* Document extract:
Human NSCLC cell lines A549 and H1299 were purchased from Cell Bank of Representative Culture Preservation Committee of Chinese Academy of Sciences (Shanghai, China). The NSCLC cell lines were cultured in standard cell culture medium and kept in an incubator at 37°C with 5% CO2.
Huaier stock solution was prepared as described before [Citation16]. Adenosine was purchased form Sigma-Aldrich (A9251). Gefitinib and Daucosterol were both purchased from MCE (HY-50895; HY-N0410).
MTT
Cell viability was examined using the 3-(4,5-dimethylthiazol-2-yl)-2,5-diphenyltetrazolium bromide (MTT) assay as described before [Citation17]. Briefly, cells were seeded, exposed to Huaier (and/or Gefitinib), added MTT solution and measured using a spectrophotometer (BIOBASE, EL10A).
Colony formation
Colony formation was conducted as described before [Citation17]. The formed colony under Huaier (and/or Gefitinib) administration was stained and photographed with a digital camera and analyzed using ImageJ (National Institutes of Health (NIH), Bethesda, USA).
Flow cytometry
We measured changes in apoptosis and cell cycle after Huaier (and Gefitinib) administration by flow cytometry and the data were analyzed using FlowJo (Version X; TreeStar, Ashland, OR) and ModFit LT (Verity Software House; Topsham, ME).
EdU staining
The effect of Huaier on DNA replication was measured through EdU/Apollo488 staining (Ribobio, C10301-1), which was conducted as manufacturer’s protocal. Images were acquired by fluorescence microscope and analyzed by ImageJ.
Bioinformatics prediction
Five Huaier constituents were previously reported [Citation18]: adenosine, ergosta-7.22-dien-3 beta-ol, ergosteral, 3beta-hydroxystigmast-5, 22-dien-7-one, and daucosterol. Structural formulas for the five active components of Huaier were drawn using Chemdraw and uploaded to PharmMapper [Citation19] (http://59.78.96.61/pharmmapper/) to obtain possible Huaier targets. The target names were then corrected to the official symbol using UniProt (https://www.uniprot.org/). Gene ontology (GO) functional annotation [Citation20] and Kyoto Encyclopedia of Genes and Genomes (KEGG) pathway analysis [Citation21] of the Huaier-related targets were performed using WebGestalt (http://www.webgestalt.org/) [Citation22]. Lung cancer-related targets were obtained using CooLGen (http://ci.smu.edu.cn/CooLGeN/) and compared with the predicted targets to obtain possible Huaier targets for inhibition of lung cancer. Finally, the target names were submitted to the Cytoscape software [Citation23] to visualize the protein–protein interaction (PPI) networks.

* Data under study:
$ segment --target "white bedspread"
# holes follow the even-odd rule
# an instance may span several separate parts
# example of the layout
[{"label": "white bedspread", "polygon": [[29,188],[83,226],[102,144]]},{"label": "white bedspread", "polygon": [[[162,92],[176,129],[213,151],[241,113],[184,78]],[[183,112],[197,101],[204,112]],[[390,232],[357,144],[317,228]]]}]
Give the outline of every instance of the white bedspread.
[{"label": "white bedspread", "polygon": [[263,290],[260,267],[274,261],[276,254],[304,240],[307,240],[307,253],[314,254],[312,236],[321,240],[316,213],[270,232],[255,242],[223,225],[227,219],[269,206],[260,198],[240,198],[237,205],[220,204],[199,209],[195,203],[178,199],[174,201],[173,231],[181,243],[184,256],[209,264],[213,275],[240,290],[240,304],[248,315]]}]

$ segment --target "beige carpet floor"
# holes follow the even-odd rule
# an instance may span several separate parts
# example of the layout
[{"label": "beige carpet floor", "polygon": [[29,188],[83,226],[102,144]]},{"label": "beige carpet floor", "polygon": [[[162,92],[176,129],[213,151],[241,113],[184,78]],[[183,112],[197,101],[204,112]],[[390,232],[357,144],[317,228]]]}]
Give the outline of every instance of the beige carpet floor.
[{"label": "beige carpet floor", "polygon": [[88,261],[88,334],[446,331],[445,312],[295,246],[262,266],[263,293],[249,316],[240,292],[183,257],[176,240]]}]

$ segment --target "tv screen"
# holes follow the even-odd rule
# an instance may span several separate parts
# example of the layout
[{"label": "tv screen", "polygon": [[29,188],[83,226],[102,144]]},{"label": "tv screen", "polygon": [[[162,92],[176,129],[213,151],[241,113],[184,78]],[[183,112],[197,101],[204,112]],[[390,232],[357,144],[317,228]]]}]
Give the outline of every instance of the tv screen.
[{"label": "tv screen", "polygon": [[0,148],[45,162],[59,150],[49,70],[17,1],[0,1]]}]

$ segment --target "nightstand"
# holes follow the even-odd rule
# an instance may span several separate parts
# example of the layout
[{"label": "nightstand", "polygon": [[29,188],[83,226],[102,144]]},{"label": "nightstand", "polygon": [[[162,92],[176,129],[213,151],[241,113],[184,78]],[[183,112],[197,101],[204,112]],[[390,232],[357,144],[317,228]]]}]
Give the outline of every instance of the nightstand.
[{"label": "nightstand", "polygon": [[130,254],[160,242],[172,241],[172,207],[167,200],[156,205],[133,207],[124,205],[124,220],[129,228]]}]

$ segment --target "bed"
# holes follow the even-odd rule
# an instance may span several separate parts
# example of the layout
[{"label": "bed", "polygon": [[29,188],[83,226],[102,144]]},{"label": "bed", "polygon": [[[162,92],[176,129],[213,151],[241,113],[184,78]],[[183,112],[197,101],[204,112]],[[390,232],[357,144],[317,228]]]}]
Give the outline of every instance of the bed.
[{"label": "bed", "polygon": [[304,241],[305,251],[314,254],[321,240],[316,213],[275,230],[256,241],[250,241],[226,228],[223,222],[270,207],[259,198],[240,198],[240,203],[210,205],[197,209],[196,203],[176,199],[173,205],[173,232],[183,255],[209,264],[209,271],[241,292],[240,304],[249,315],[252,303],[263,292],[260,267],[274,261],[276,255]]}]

* Tasks to perform:
(1) How would you translate this sentence from the Huaier methods text into Spanish: "The NSCLC cell lines were cultured in standard cell culture medium and kept in an incubator at 37°C with 5% CO2."
(2) Answer these questions from the Huaier methods text:
(a) What spectrophotometer was used in the MTT assay?
(b) What software analyzed the photographed colonies?
(c) What resource was used to correct the target names to the official symbol?
(3) Repeat the Huaier methods text from "Huaier stock solution" up to and including "(NIH), Bethesda, USA).".
These rows are drawn from a separate source.

* Answers to the tasks:
(1) Las líneas celulares de NSCLC se cultivaron en medio de cultivo celular estándar y se mantuvieron en una incubadora a 37 °C con 5 % de CO2.

(2)
(a) BIOBASE, EL10A
(b) ImageJ
(c) UniProt

(3)
Huaier stock solution was prepared as described before [Citation16]. Adenosine was purchased form Sigma-Aldrich (A9251). Gefitinib and Daucosterol were both purchased from MCE (HY-50895; HY-N0410).
MTT
Cell viability was examined using the 3-(4,5-dimethylthiazol-2-yl)-2,5-diphenyltetrazolium bromide (MTT) assay as described before [Citation17]. Briefly, cells were seeded, exposed to Huaier (and/or Gefitinib), added MTT solution and measured using a spectrophotometer (BIOBASE, EL10A).
Colony formation
Colony formation was conducted as described before [Citation17]. The formed colony under Huaier (and/or Gefitinib) administration was stained and photographed with a digital camera and analyzed using ImageJ (National Institutes of Health (NIH), Bethesda, USA).